[Task instructions]
Your answer must be the listing, given again word for word.
━━ Data for the task ━━
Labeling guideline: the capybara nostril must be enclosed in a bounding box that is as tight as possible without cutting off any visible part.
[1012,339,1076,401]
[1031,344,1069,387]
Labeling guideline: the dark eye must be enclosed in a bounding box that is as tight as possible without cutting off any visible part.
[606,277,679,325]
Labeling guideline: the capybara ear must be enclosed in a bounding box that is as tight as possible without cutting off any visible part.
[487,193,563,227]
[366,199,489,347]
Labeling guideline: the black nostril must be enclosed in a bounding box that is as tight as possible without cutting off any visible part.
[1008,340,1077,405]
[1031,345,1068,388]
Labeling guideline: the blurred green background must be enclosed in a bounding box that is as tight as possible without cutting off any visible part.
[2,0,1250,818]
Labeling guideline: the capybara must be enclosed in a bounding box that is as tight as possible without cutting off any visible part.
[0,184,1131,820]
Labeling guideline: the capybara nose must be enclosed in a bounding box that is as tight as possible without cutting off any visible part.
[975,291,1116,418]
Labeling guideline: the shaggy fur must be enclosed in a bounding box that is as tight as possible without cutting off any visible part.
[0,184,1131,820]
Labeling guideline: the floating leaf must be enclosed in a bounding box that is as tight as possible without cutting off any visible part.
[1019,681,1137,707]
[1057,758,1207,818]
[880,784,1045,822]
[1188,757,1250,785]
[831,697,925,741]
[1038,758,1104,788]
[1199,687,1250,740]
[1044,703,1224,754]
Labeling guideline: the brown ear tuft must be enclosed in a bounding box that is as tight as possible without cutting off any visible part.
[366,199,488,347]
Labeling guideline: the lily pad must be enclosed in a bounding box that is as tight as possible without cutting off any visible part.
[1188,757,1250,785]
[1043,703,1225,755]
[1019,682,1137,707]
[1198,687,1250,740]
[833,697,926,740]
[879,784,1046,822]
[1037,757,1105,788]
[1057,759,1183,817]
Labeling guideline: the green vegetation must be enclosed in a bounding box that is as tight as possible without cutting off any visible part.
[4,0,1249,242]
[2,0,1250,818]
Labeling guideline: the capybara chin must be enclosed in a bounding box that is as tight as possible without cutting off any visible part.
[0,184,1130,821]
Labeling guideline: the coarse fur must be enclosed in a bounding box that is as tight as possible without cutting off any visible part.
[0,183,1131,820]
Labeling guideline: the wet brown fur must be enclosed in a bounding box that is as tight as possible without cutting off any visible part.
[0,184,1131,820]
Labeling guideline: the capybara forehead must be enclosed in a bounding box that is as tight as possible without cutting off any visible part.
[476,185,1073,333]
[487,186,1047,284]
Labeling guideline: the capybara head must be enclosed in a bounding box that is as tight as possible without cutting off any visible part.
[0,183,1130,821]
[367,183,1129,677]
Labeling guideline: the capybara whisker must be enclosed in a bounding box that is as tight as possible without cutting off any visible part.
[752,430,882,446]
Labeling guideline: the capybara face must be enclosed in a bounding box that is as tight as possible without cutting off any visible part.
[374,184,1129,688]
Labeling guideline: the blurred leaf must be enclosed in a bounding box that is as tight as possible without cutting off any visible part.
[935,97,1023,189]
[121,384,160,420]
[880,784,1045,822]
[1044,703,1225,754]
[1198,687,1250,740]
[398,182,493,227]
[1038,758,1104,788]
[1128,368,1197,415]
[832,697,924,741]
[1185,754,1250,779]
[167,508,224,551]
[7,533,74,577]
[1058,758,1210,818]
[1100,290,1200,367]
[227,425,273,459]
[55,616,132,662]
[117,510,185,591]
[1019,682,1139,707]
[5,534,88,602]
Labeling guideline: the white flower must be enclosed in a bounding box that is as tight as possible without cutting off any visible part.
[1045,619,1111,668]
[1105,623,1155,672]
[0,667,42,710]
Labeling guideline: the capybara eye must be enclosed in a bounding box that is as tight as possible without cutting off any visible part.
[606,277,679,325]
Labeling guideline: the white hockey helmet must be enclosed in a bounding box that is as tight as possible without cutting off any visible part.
━━━
[Written reply]
Labeling guideline: the capybara nostril must be enclosed in a bounding box that is as tight as possible without cutting off any visible part.
[1012,339,1076,401]
[1031,344,1069,387]
Labeling guideline: the dark eye must be enclosed in a bounding box that is as tight as possible without cutting off any visible part.
[606,277,679,325]
Labeling guideline: the capybara ear must be enclosed in a bounding box that is as tight as possible without cutting off any visible part.
[487,193,563,227]
[366,199,489,347]
Labeling guideline: the black nostril must be enclosed in a bounding box that is as tight as possible without cutting off any visible part.
[1008,340,1077,405]
[1031,345,1068,388]
Labeling guideline: the blurred green background must be enclosed in a bounding box that is as tight as possible without cutting off any visible part.
[2,0,1250,818]
Labeling guideline: the capybara must be enclosed in a bounding box that is as tight as possible without cutting off any visible part.
[0,184,1131,820]
Labeling guideline: the capybara nose must be enclosed in a bounding box that is as tight as possible without cutting off any visible part.
[975,291,1116,418]
Labeling guideline: the shaggy fur must be enclosed in a bounding box that is as tight as possible without cutting off any visible part.
[0,184,1131,820]
Labeling guideline: the floating leaf must be enclosed in a bounding box that is as tight as possible without cutting off any visible part.
[1019,681,1137,707]
[1057,758,1207,818]
[880,784,1045,822]
[1188,757,1250,785]
[831,697,925,741]
[1038,758,1104,788]
[1199,687,1250,740]
[1044,703,1224,754]
Labeling guideline: the brown ear tuft must be enclosed in a bounding box that is as tight as possible without cutting off any visible part.
[366,199,488,347]
Labeling guideline: the lily pad must be enclosed in a bounding box that is as tight as possible without cutting off any visible part.
[1188,757,1250,785]
[1043,703,1225,755]
[1019,682,1137,707]
[1198,687,1250,740]
[833,697,926,740]
[879,784,1046,822]
[1037,757,1105,788]
[1057,759,1183,817]
Labeling guideline: the green vegetation must be enclosed in a bounding box that is as tight as possible without cutting off any visible part.
[4,0,1249,242]
[2,0,1250,818]
Labeling guideline: the capybara chin must be enclosed in a bounding box that is as tight as possible without cutting off any visible part.
[0,184,1130,821]
Labeling guideline: the coarse fur must be enclosed in a bounding box that is as tight as possible without cutting off any visible part.
[0,183,1131,820]
Labeling guideline: the wet brown fur must be enclosed in a bounding box that is as tight as possible without cutting off any visible part.
[0,184,1131,820]
Labeling guideline: the capybara forehead must be enclosed in a bounding box that is as tight as possible without cutting off any visible part.
[476,185,1073,333]
[487,186,1047,284]
Labeling guideline: the capybara head must be enclosed in a bounding box that is as tight as possible without cutting off any visible part.
[0,183,1130,821]
[367,183,1129,677]
Labeling guideline: the capybara whisker must be enclosed in a bounding box that is as tight as possible without cutting off any visible part.
[752,430,882,446]
Labeling guideline: the capybara face must be enclosed in a bounding box that is as tight as possible without cutting off any visible part.
[374,184,1129,688]
Labeling guideline: the blurred leaf must be enclosed in a bounding box that is as tight as possible without cutting off any visible part.
[935,97,1023,189]
[121,384,160,420]
[880,784,1045,822]
[1044,703,1225,754]
[1198,687,1250,740]
[398,182,493,227]
[1038,758,1104,788]
[1128,368,1197,415]
[832,697,924,741]
[1185,754,1250,779]
[167,508,224,551]
[7,533,74,577]
[1058,758,1210,818]
[1100,290,1200,367]
[227,425,273,459]
[55,616,132,662]
[117,510,185,591]
[1019,682,1139,707]
[5,534,88,602]
Labeling guideline: the white flower must be enclosed in a bounding box that is as tight as possible without cutting off any visible part.
[1045,619,1111,668]
[1105,623,1155,672]
[0,667,42,710]
Labeling guideline: the capybara eye must be enclosed in a bounding box that is as tight as possible without cutting off any visible part.
[606,277,679,325]
Labeling guideline: the white hockey helmet must be enclosed in a bounding box that is as tight as possible without cutting off any visible part.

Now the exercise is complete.